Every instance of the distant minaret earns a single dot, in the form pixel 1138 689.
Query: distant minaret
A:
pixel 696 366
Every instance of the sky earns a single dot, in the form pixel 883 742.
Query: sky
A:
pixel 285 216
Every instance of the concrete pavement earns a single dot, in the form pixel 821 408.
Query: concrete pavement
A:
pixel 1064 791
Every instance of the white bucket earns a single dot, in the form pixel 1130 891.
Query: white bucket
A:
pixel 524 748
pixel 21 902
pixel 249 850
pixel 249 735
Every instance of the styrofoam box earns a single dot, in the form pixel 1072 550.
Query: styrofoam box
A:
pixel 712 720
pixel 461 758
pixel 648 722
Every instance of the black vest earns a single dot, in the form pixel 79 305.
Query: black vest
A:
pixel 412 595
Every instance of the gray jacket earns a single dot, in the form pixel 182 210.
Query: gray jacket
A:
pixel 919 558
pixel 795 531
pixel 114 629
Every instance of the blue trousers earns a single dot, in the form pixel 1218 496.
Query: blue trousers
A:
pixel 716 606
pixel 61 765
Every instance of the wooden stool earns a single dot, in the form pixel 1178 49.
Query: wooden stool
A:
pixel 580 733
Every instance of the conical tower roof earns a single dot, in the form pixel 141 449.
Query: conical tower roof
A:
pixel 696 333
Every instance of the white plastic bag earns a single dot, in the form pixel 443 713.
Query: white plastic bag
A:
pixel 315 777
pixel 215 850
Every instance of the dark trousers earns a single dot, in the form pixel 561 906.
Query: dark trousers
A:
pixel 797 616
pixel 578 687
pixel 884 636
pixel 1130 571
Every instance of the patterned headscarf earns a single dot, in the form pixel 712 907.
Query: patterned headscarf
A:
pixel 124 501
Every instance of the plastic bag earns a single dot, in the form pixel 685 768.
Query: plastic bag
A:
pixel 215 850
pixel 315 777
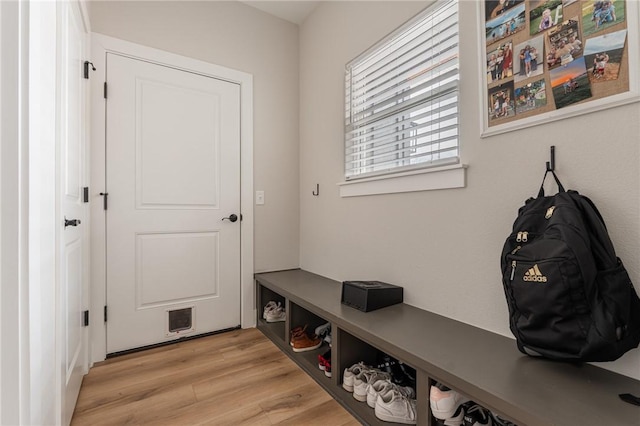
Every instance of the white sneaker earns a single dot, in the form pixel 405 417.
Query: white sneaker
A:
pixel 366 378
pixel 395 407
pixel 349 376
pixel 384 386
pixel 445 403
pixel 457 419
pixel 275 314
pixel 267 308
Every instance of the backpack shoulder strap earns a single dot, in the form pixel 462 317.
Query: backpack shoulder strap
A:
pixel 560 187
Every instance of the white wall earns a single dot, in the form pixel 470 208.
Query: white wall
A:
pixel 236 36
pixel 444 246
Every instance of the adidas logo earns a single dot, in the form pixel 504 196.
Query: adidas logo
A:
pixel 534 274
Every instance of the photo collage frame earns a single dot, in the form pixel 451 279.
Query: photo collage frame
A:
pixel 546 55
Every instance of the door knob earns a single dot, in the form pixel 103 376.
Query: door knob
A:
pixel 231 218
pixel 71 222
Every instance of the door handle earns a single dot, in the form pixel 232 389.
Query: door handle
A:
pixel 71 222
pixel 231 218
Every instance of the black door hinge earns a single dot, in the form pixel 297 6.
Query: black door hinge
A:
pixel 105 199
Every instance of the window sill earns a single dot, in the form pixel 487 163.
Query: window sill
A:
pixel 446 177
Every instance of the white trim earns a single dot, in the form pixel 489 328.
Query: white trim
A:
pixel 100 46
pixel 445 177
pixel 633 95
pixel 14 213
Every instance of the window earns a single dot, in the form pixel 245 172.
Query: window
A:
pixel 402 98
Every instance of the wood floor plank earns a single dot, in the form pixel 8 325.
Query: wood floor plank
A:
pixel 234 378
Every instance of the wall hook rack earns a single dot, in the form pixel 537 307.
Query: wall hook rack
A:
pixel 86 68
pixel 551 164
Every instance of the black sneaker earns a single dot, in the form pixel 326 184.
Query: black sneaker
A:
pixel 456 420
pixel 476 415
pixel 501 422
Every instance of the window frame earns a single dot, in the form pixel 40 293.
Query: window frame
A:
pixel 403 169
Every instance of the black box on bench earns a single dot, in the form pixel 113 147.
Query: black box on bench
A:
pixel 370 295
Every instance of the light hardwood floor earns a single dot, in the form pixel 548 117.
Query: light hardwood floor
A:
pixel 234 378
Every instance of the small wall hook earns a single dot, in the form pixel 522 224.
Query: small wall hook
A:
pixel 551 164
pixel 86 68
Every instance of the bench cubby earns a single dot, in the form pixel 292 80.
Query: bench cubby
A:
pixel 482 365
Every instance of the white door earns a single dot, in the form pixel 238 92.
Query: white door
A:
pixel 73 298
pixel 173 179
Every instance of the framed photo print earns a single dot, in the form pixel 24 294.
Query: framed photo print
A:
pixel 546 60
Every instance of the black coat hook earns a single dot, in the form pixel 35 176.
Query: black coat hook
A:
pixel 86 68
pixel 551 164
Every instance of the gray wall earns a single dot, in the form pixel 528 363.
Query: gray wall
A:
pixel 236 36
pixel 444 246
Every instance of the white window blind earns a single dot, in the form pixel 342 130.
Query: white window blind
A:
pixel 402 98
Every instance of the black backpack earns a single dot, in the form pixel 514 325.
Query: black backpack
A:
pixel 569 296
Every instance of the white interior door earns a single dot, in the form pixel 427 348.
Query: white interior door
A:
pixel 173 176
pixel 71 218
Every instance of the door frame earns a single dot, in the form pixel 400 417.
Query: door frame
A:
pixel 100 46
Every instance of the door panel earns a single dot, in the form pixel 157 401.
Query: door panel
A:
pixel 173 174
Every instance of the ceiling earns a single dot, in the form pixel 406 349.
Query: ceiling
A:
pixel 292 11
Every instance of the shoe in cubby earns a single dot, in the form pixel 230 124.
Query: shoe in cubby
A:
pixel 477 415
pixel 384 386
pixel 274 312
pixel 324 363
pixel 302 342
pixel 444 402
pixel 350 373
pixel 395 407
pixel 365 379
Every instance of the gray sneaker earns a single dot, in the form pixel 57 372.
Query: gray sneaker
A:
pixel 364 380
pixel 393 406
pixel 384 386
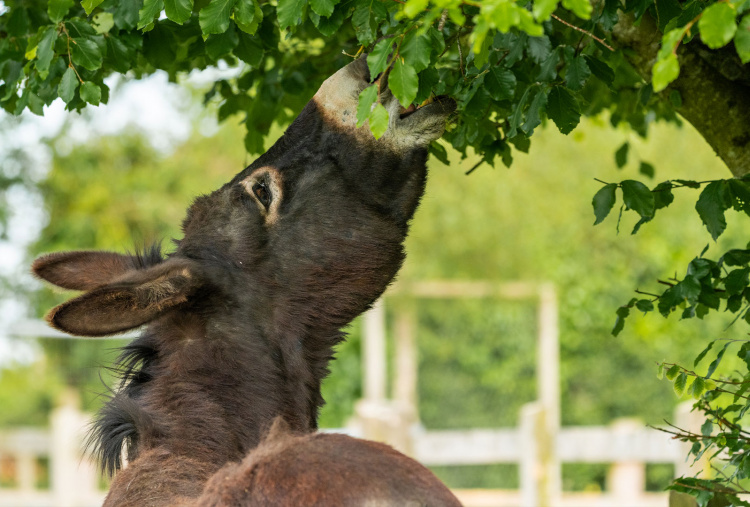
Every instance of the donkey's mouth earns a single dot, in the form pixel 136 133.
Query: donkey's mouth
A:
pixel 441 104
------------------------------------------------------------------------
» Stated exercise:
Put all of the records above into a JSON list of strings, one string per line, with blank lines omitted. Leave the pictures out.

» The solution:
[
  "Every instance of the distant minaret earns a single dot, in the form pixel 1138 689.",
  "Query: distant minaret",
  "A:",
  "pixel 696 366",
  "Every instance of the sky earns a single dot, in the form pixel 883 742.",
  "Query: sky",
  "A:",
  "pixel 285 216",
  "Every instance of the concrete pavement earns a single dot, in the form pixel 821 408.",
  "Query: concrete pavement",
  "A:",
  "pixel 1064 791",
  "Every instance of the white bucket earns a single dot, in the form pixel 1130 891.",
  "Query: white bucket",
  "A:",
  "pixel 524 748",
  "pixel 21 902",
  "pixel 249 850",
  "pixel 249 735",
  "Every instance of the styrofoam box earns a single dot, in the form pixel 1072 550.",
  "Query: styrofoam box",
  "A:",
  "pixel 712 720",
  "pixel 461 758",
  "pixel 648 722",
  "Every instance of the black vest earns a single dot, in the form pixel 79 305.",
  "Query: black vest",
  "A:",
  "pixel 412 595",
  "Every instance of the gray jacket earns a single dot, in the form pixel 182 210.",
  "Query: gray jacket",
  "A:",
  "pixel 919 558",
  "pixel 795 531",
  "pixel 114 629",
  "Every instance of the blue trousers earns a single dot, in the form pixel 1218 496.",
  "Query: blue trousers",
  "A:",
  "pixel 716 606",
  "pixel 61 765",
  "Every instance of the wooden stool earns a single dot, in the form pixel 1178 49.",
  "Query: wooden stool",
  "A:",
  "pixel 580 733",
  "Every instance of the conical tower roof earns a single dot, in the form pixel 141 449.",
  "Query: conical tower roof",
  "A:",
  "pixel 696 333",
  "Every instance of the white plastic bag earns a single dot, in the form pixel 443 713.",
  "Query: white plastic bag",
  "A:",
  "pixel 315 777",
  "pixel 215 850",
  "Every instance of the dark trousers earns a single dot, in the form pixel 561 906.",
  "Query: dark trousers",
  "A:",
  "pixel 797 616",
  "pixel 578 687",
  "pixel 884 636",
  "pixel 1130 571",
  "Every instance of the patterned headscarf earns a single dot, in the form pixel 712 907.",
  "Query: patterned headscarf",
  "A:",
  "pixel 124 501",
  "Every instance of the plastic bag earns a single dot, in the form pixel 685 768.",
  "Query: plastic bag",
  "A:",
  "pixel 215 850",
  "pixel 315 777",
  "Every instance of the white sneaker earns a single dot, in the form pixel 405 417.",
  "Query: white sneaker",
  "A:",
  "pixel 366 378",
  "pixel 395 407",
  "pixel 349 376",
  "pixel 384 386",
  "pixel 445 403",
  "pixel 457 419",
  "pixel 275 314",
  "pixel 267 308",
  "Every instance of the backpack shoulder strap earns a single dot, in the form pixel 462 317.",
  "Query: backpack shoulder strap",
  "A:",
  "pixel 560 187",
  "Every instance of the white wall earns a single dot, in the form pixel 470 208.",
  "Query: white wall",
  "A:",
  "pixel 236 36",
  "pixel 444 246",
  "Every instance of the adidas logo earns a single dot, in the form pixel 504 196.",
  "Query: adidas logo",
  "A:",
  "pixel 534 274",
  "Every instance of the photo collage frame earns a single dot, in the form pixel 451 279.",
  "Query: photo collage frame",
  "A:",
  "pixel 546 55",
  "Every instance of the door knob earns a single dot, in the form pixel 103 376.",
  "Query: door knob",
  "A:",
  "pixel 231 218",
  "pixel 71 222",
  "Every instance of the door handle earns a single dot, in the form pixel 232 389.",
  "Query: door handle",
  "A:",
  "pixel 71 222",
  "pixel 231 218",
  "Every instance of the black door hinge earns a single dot, in the form pixel 297 6.",
  "Query: black door hinge",
  "A:",
  "pixel 105 199",
  "Every instance of the window sill earns a single dot, in the form pixel 487 163.",
  "Query: window sill",
  "A:",
  "pixel 446 177",
  "Every instance of the white trim earns a single dot, in the form pixel 489 328.",
  "Query: white trim",
  "A:",
  "pixel 100 46",
  "pixel 445 177",
  "pixel 633 95",
  "pixel 14 213",
  "Every instance of the window earns a single dot, in the form pixel 245 172.",
  "Query: window",
  "A:",
  "pixel 402 98",
  "Every instance of the wood floor plank earns a single dot, in the form pixel 8 325.",
  "Query: wood floor plank",
  "A:",
  "pixel 234 378",
  "Every instance of the wall hook rack earns a single dot, in the form pixel 537 307.",
  "Query: wall hook rack",
  "A:",
  "pixel 86 68",
  "pixel 551 164",
  "Every instance of the black sneaker earns a single dot, in the form pixel 326 184.",
  "Query: black sneaker",
  "A:",
  "pixel 456 420",
  "pixel 476 415",
  "pixel 501 422",
  "Every instance of the window frame earns a single dot, in the form pixel 40 293.",
  "Query: window frame",
  "A:",
  "pixel 403 169",
  "Every instance of the black box on bench earns a single dot, in the form pixel 113 147.",
  "Query: black box on bench",
  "A:",
  "pixel 370 295",
  "Every instance of the light hardwood floor earns a single dot, in the form pixel 548 117.",
  "Query: light hardwood floor",
  "A:",
  "pixel 234 378",
  "Every instance of the small wall hook earns a single dot, in the form pixel 522 224.",
  "Query: small wall hook",
  "A:",
  "pixel 551 164",
  "pixel 86 68",
  "Every instance of the bench cubby earns a single dot, in the form pixel 292 80.",
  "Query: bench cubby",
  "A:",
  "pixel 482 365",
  "Every instance of the white door earns a single dot, in the form pixel 238 92.",
  "Query: white door",
  "A:",
  "pixel 73 298",
  "pixel 173 179",
  "Every instance of the framed photo print earns a single dot, in the form pixel 24 294.",
  "Query: framed photo print",
  "A:",
  "pixel 546 60",
  "Every instance of the black coat hook earns a single dot, in the form pixel 35 176.",
  "Query: black coat hook",
  "A:",
  "pixel 86 68",
  "pixel 551 164",
  "Every instance of the gray wall earns a single dot, in the form pixel 528 363.",
  "Query: gray wall",
  "A:",
  "pixel 236 36",
  "pixel 444 246",
  "Every instance of the white window blind earns a single dot, in the form pixel 342 130.",
  "Query: white window blind",
  "A:",
  "pixel 402 98",
  "Every instance of the black backpack earns a single dot, in the form pixel 514 325.",
  "Query: black backpack",
  "A:",
  "pixel 569 296",
  "Every instance of the white interior door earns a single dot, in the form pixel 427 348.",
  "Query: white interior door",
  "A:",
  "pixel 173 176",
  "pixel 71 218",
  "Every instance of the door frame earns a single dot, in the form pixel 400 417.",
  "Query: door frame",
  "A:",
  "pixel 100 46",
  "Every instance of the door panel earns a single dot, in the form pixel 157 401.",
  "Query: door panel",
  "A:",
  "pixel 173 174",
  "Every instance of the ceiling earns a single dot, in the form pixel 406 349.",
  "Query: ceiling",
  "A:",
  "pixel 292 11",
  "Every instance of the shoe in cubby earns a single dot, in the form pixel 230 124.",
  "Query: shoe in cubby",
  "A:",
  "pixel 477 415",
  "pixel 384 386",
  "pixel 274 312",
  "pixel 324 363",
  "pixel 302 342",
  "pixel 444 402",
  "pixel 350 373",
  "pixel 395 407",
  "pixel 365 379",
  "Every instance of the gray sneaker earns a single dot, in the form pixel 57 372.",
  "Query: gray sneaker",
  "A:",
  "pixel 364 380",
  "pixel 393 406",
  "pixel 384 386",
  "Every instance of the donkey's mouth earns a single dot, in the form pixel 136 133.",
  "Query: donkey's mouth",
  "A:",
  "pixel 441 104"
]